本課題のデータ:
————

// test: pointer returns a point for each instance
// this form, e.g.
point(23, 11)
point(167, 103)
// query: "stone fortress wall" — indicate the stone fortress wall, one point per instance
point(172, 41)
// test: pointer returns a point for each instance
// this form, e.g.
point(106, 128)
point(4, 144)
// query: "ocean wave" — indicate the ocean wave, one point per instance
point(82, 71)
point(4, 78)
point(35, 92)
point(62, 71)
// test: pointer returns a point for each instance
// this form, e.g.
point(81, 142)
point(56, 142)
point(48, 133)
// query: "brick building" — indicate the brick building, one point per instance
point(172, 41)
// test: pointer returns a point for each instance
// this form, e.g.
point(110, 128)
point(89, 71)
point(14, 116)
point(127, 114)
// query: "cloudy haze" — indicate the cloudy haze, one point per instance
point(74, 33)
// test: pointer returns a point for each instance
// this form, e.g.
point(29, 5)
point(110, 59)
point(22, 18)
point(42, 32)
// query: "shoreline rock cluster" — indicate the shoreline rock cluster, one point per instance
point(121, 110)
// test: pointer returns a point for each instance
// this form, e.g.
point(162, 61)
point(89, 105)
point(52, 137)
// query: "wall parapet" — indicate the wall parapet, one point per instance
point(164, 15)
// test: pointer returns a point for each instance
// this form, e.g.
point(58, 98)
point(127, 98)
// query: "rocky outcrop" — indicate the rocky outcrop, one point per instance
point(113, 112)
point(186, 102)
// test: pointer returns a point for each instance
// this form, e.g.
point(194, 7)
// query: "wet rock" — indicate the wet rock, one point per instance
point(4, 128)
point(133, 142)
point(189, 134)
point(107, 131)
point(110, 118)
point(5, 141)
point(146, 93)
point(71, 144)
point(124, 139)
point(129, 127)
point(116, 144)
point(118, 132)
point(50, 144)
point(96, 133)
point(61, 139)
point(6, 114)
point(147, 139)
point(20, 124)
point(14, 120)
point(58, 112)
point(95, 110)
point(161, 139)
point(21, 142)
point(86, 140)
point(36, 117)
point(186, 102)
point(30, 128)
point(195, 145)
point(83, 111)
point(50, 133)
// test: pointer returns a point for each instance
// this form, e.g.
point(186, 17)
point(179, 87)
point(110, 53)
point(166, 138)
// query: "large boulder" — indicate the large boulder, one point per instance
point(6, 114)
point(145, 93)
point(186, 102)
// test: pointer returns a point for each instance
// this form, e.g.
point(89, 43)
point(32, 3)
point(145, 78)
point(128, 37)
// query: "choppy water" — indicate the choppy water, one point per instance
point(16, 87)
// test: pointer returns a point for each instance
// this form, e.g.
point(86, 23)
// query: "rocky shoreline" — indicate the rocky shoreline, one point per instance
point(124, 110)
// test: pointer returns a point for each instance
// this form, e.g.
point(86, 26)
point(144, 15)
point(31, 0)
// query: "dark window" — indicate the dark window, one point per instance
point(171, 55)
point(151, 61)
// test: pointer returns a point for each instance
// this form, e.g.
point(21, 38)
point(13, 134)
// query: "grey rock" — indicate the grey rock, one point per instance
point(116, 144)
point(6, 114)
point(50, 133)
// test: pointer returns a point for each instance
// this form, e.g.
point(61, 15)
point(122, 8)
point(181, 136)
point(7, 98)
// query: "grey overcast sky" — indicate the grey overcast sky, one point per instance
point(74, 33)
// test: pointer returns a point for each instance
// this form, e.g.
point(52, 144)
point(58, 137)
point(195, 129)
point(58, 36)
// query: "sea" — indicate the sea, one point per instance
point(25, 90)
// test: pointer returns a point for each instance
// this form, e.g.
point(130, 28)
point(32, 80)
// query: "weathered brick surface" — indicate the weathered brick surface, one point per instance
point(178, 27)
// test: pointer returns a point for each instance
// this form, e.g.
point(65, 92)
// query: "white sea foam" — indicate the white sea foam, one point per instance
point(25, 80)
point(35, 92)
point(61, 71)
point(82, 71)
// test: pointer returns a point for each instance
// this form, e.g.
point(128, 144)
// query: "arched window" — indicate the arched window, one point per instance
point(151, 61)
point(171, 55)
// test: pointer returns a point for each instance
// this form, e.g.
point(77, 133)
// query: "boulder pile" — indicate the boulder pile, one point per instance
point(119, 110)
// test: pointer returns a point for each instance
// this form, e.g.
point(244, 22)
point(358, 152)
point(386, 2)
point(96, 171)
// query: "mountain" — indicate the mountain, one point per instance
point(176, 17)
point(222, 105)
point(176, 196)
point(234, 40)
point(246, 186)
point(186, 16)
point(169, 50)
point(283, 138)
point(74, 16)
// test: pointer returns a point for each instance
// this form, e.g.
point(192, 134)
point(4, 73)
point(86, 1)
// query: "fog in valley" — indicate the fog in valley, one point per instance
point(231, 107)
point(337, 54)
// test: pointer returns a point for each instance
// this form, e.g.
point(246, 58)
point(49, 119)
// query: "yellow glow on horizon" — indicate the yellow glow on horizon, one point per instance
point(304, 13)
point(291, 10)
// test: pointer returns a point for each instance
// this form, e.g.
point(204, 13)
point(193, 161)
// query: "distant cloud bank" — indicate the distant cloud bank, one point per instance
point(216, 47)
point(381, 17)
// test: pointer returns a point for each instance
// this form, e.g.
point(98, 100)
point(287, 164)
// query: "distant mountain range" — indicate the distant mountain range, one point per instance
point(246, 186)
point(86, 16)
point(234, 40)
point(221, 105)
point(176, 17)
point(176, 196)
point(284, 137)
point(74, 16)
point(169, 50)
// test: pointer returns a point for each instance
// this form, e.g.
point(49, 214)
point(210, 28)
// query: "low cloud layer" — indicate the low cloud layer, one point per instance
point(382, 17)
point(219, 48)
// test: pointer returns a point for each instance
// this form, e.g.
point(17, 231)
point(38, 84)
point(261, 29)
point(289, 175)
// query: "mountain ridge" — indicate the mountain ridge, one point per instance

————

課題の指示: 上の行をすべて、空行を除いてMarkdownの表に整形してください。列名は「番号」（通し番号）と「内容」（その行）とします。

課題の解答:
| 番号 | 内容 |
|---|---|
| 1 | // test: pointer returns a point for each instance |
| 2 | // this form, e.g. |
| 3 | point(23, 11) |
| 4 | point(167, 103) |
| 5 | // query: "stone fortress wall" — indicate the stone fortress wall, one point per instance |
| 6 | point(172, 41) |
| 7 | // test: pointer returns a point for each instance |
| 8 | // this form, e.g. |
| 9 | point(106, 128) |
| 10 | point(4, 144) |
| 11 | // query: "ocean wave" — indicate the ocean wave, one point per instance |
| 12 | point(82, 71) |
| 13 | point(4, 78) |
| 14 | point(35, 92) |
| 15 | point(62, 71) |
| 16 | // test: pointer returns a point for each instance |
| 17 | // this form, e.g. |
| 18 | point(81, 142) |
| 19 | point(56, 142) |
| 20 | point(48, 133) |
| 21 | // query: "brick building" — indicate the brick building, one point per instance |
| 22 | point(172, 41) |
| 23 | // test: pointer returns a point for each instance |
| 24 | // this form, e.g. |
| 25 | point(110, 128) |
| 26 | point(89, 71) |
| 27 | point(14, 116) |
| 28 | point(127, 114) |
| 29 | // query: "cloudy haze" — indicate the cloudy haze, one point per instance |
| 30 | point(74, 33) |
| 31 | // test: pointer returns a point for each instance |
| 32 | // this form, e.g. |
| 33 | point(29, 5) |
| 34 | point(110, 59) |
| 35 | point(22, 18) |
| 36 | point(42, 32) |
| 37 | // query: "shoreline rock cluster" — indicate the shoreline rock cluster, one point per instance |
| 38 | point(121, 110) |
| 39 | // test: pointer returns a point for each instance |
| 40 | // this form, e.g. |
| 41 | point(162, 61) |
| 42 | point(89, 105) |
| 43 | point(52, 137) |
| 44 | // query: "wall parapet" — indicate the wall parapet, one point per instance |
| 45 | point(164, 15) |
| 46 | // test: pointer returns a point for each instance |
| 47 | // this form, e.g. |
| 48 | point(58, 98) |
| 49 | point(127, 98) |
| 50 | // query: "rocky outcrop" — indicate the rocky outcrop, one point per instance |
| 51 | point(113, 112) |
| 52 | point(186, 102) |
| 53 | // test: pointer returns a point for each instance |
| 54 | // this form, e.g. |
| 55 | point(194, 7) |
| 56 | // query: "wet rock" — indicate the wet rock, one point per instance |
| 57 | point(4, 128) |
| 58 | point(133, 142) |
| 59 | point(189, 134) |
| 60 | point(107, 131) |
| 61 | point(110, 118) |
| 62 | point(5, 141) |
| 63 | point(146, 93) |
| 64 | point(71, 144) |
| 65 | point(124, 139) |
| 66 | point(129, 127) |
| 67 | point(116, 144) |
| 68 | point(118, 132) |
| 69 | point(50, 144) |
| 70 | point(96, 133) |
| 71 | point(61, 139) |
| 72 | point(6, 114) |
| 73 | point(147, 139) |
| 74 | point(20, 124) |
| 75 | point(14, 120) |
| 76 | point(58, 112) |
| 77 | point(95, 110) |
| 78 | point(161, 139) |
| 79 | point(21, 142) |
| 80 | point(86, 140) |
| 81 | point(36, 117) |
| 82 | point(186, 102) |
| 83 | point(30, 128) |
| 84 | point(195, 145) |
| 85 | point(83, 111) |
| 86 | point(50, 133) |
| 87 | // test: pointer returns a point for each instance |
| 88 | // this form, e.g. |
| 89 | point(186, 17) |
| 90 | point(179, 87) |
| 91 | point(110, 53) |
| 92 | point(166, 138) |
| 93 | // query: "large boulder" — indicate the large boulder, one point per instance |
| 94 | point(6, 114) |
| 95 | point(145, 93) |
| 96 | point(186, 102) |
| 97 | // test: pointer returns a point for each instance |
| 98 | // this form, e.g. |
| 99 | point(89, 43) |
| 100 | point(32, 3) |
| 101 | point(145, 78) |
| 102 | point(128, 37) |
| 103 | // query: "choppy water" — indicate the choppy water, one point per instance |
| 104 | point(16, 87) |
| 105 | // test: pointer returns a point for each instance |
| 106 | // this form, e.g. |
| 107 | point(86, 23) |
| 108 | // query: "rocky shoreline" — indicate the rocky shoreline, one point per instance |
| 109 | point(124, 110) |
| 110 | // test: pointer returns a point for each instance |
| 111 | // this form, e.g. |
| 112 | point(86, 26) |
| 113 | point(144, 15) |
| 114 | point(31, 0) |
| 115 | // query: "dark window" — indicate the dark window, one point per instance |
| 116 | point(171, 55) |
| 117 | point(151, 61) |
| 118 | // test: pointer returns a point for each instance |
| 119 | // this form, e.g. |
| 120 | point(21, 38) |
| 121 | point(13, 134) |
| 122 | // query: "grey rock" — indicate the grey rock, one point per instance |
| 123 | point(116, 144) |
| 124 | point(6, 114) |
| 125 | point(50, 133) |
| 126 | // test: pointer returns a point for each instance |
| 127 | // this form, e.g. |
| 128 | point(61, 15) |
| 129 | point(122, 8) |
| 130 | point(181, 136) |
| 131 | point(7, 98) |
| 132 | // query: "grey overcast sky" — indicate the grey overcast sky, one point per instance |
| 133 | point(74, 33) |
| 134 | // test: pointer returns a point for each instance |
| 135 | // this form, e.g. |
| 136 | point(52, 144) |
| 137 | point(58, 137) |
| 138 | point(195, 129) |
| 139 | point(58, 36) |
| 140 | // query: "sea" — indicate the sea, one point per instance |
| 141 | point(25, 90) |
| 142 | // test: pointer returns a point for each instance |
| 143 | // this form, e.g. |
| 144 | point(130, 28) |
| 145 | point(32, 80) |
| 146 | // query: "weathered brick surface" — indicate the weathered brick surface, one point per instance |
| 147 | point(178, 27) |
| 148 | // test: pointer returns a point for each instance |
| 149 | // this form, e.g. |
| 150 | point(65, 92) |
| 151 | // query: "white sea foam" — indicate the white sea foam, one point per instance |
| 152 | point(25, 80) |
| 153 | point(35, 92) |
| 154 | point(61, 71) |
| 155 | point(82, 71) |
| 156 | // test: pointer returns a point for each instance |
| 157 | // this form, e.g. |
| 158 | point(128, 144) |
| 159 | // query: "arched window" — indicate the arched window, one point per instance |
| 160 | point(151, 61) |
| 161 | point(171, 55) |
| 162 | // test: pointer returns a point for each instance |
| 163 | // this form, e.g. |
| 164 | point(77, 133) |
| 165 | // query: "boulder pile" — indicate the boulder pile, one point per instance |
| 166 | point(119, 110) |
| 167 | // test: pointer returns a point for each instance |
| 168 | // this form, e.g. |
| 169 | point(244, 22) |
| 170 | point(358, 152) |
| 171 | point(386, 2) |
| 172 | point(96, 171) |
| 173 | // query: "mountain" — indicate the mountain, one point per instance |
| 174 | point(176, 17) |
| 175 | point(222, 105) |
| 176 | point(176, 196) |
| 177 | point(234, 40) |
| 178 | point(246, 186) |
| 179 | point(186, 16) |
| 180 | point(169, 50) |
| 181 | point(283, 138) |
| 182 | point(74, 16) |
| 183 | // test: pointer returns a point for each instance |
| 184 | // this form, e.g. |
| 185 | point(192, 134) |
| 186 | point(4, 73) |
| 187 | point(86, 1) |
| 188 | // query: "fog in valley" — indicate the fog in valley, one point per instance |
| 189 | point(231, 107) |
| 190 | point(337, 54) |
| 191 | // test: pointer returns a point for each instance |
| 192 | // this form, e.g. |
| 193 | point(246, 58) |
| 194 | point(49, 119) |
| 195 | // query: "yellow glow on horizon" — indicate the yellow glow on horizon, one point per instance |
| 196 | point(304, 13) |
| 197 | point(291, 10) |
| 198 | // test: pointer returns a point for each instance |
| 199 | // this form, e.g. |
| 200 | point(204, 13) |
| 201 | point(193, 161) |
| 202 | // query: "distant cloud bank" — indicate the distant cloud bank, one point per instance |
| 203 | point(216, 47) |
| 204 | point(381, 17) |
| 205 | // test: pointer returns a point for each instance |
| 206 | // this form, e.g. |
| 207 | point(98, 100) |
| 208 | point(287, 164) |
| 209 | // query: "distant mountain range" — indicate the distant mountain range, one point per instance |
| 210 | point(246, 186) |
| 211 | point(86, 16) |
| 212 | point(234, 40) |
| 213 | point(221, 105) |
| 214 | point(176, 17) |
| 215 | point(176, 196) |
| 216 | point(284, 137) |
| 217 | point(74, 16) |
| 218 | point(169, 50) |
| 219 | // test: pointer returns a point for each instance |
| 220 | // this form, e.g. |
| 221 | point(49, 214) |
| 222 | point(210, 28) |
| 223 | // query: "low cloud layer" — indicate the low cloud layer, one point per instance |
| 224 | point(382, 17) |
| 225 | point(219, 48) |
| 226 | // test: pointer returns a point for each instance |
| 227 | // this form, e.g. |
| 228 | point(17, 231) |
| 229 | point(38, 84) |
| 230 | point(261, 29) |
| 231 | point(289, 175) |
| 232 | // query: "mountain ridge" — indicate the mountain ridge, one point per instance |